The bottom is in. Venezuela restarts iron mine after 18 years

orinoco-mining-iron-ore-venuzuela-vintage-600The spot price of iron ore fell further into uncharted territory on Wednesday with the steelmaking raw material declining to the lowest since the inception of the spot pricing system amid a widening supply glut and fresh fears about demand from top consumer China.

The 62% Fe import price including freight and insurance at the Chinese port of Tianjin lost $0.80 or 1.4% to $57.70 a tonne on Wednesday. After almost halving in 2014, the price of iron ore is now down more than 23% this year.

Wednesday’s peg was the lowest price since November 2008 when The SteelIndex, a unit of Platts, first started tracking the spot price. In 2008, the benchmark contract price was $60.80 a tonne, which was hiked from the annually-set price in 2007 of $36.63.

Platts News reports Venezuela’s sole iron ore producer, CVG Ferrominera Orinoco, has reactivated its Cerro Bolivar mine mothballed in 1997 (at the time iron ore went for $13.04 a tonne).

______

= TASK INSTRUCTIONS =
a. Retype the passage of the article on iron ore prices, starting at "orinoco-mining-iron-ore-venuzuela-vintage-600The spot price" and ending at "23% this year.".
b. Echo the records word for word, starting at the line that contains "petal? Mark that spot." and ending at the last line of the records.

[Items from a data source]
______

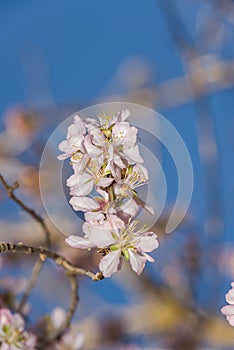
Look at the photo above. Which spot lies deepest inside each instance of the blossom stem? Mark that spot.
(44, 254)
(39, 264)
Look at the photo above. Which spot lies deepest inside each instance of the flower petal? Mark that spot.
(105, 182)
(228, 310)
(79, 242)
(230, 296)
(100, 234)
(132, 155)
(137, 261)
(83, 203)
(110, 263)
(148, 243)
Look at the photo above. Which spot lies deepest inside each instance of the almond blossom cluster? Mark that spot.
(228, 310)
(12, 333)
(108, 169)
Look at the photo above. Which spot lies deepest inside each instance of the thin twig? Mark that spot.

______

= EXPECTED RESULTS =
a.
orinoco-mining-iron-ore-venuzuela-vintage-600The spot price of iron ore fell further into uncharted territory on Wednesday with the steelmaking raw material declining to the lowest since the inception of the spot pricing system amid a widening supply glut and fresh fears about demand from top consumer China.

The 62% Fe import price including freight and insurance at the Chinese port of Tianjin lost $0.80 or 1.4% to $57.70 a tonne on Wednesday. After almost halving in 2014, the price of iron ore is now down more than 23% this year.

b.
Look at the photo above. Which spot lies deepest inside each instance of the flower petal? Mark that spot.
(105, 182)
(228, 310)
(79, 242)
(230, 296)
(100, 234)
(132, 155)
(137, 261)
(83, 203)
(110, 263)
(148, 243)
Look at the photo above. Which spot lies deepest inside each instance of the almond blossom cluster? Mark that spot.
(228, 310)
(12, 333)
(108, 169)
Look at the photo above. Which spot lies deepest inside each instance of the thin twig? Mark that spot.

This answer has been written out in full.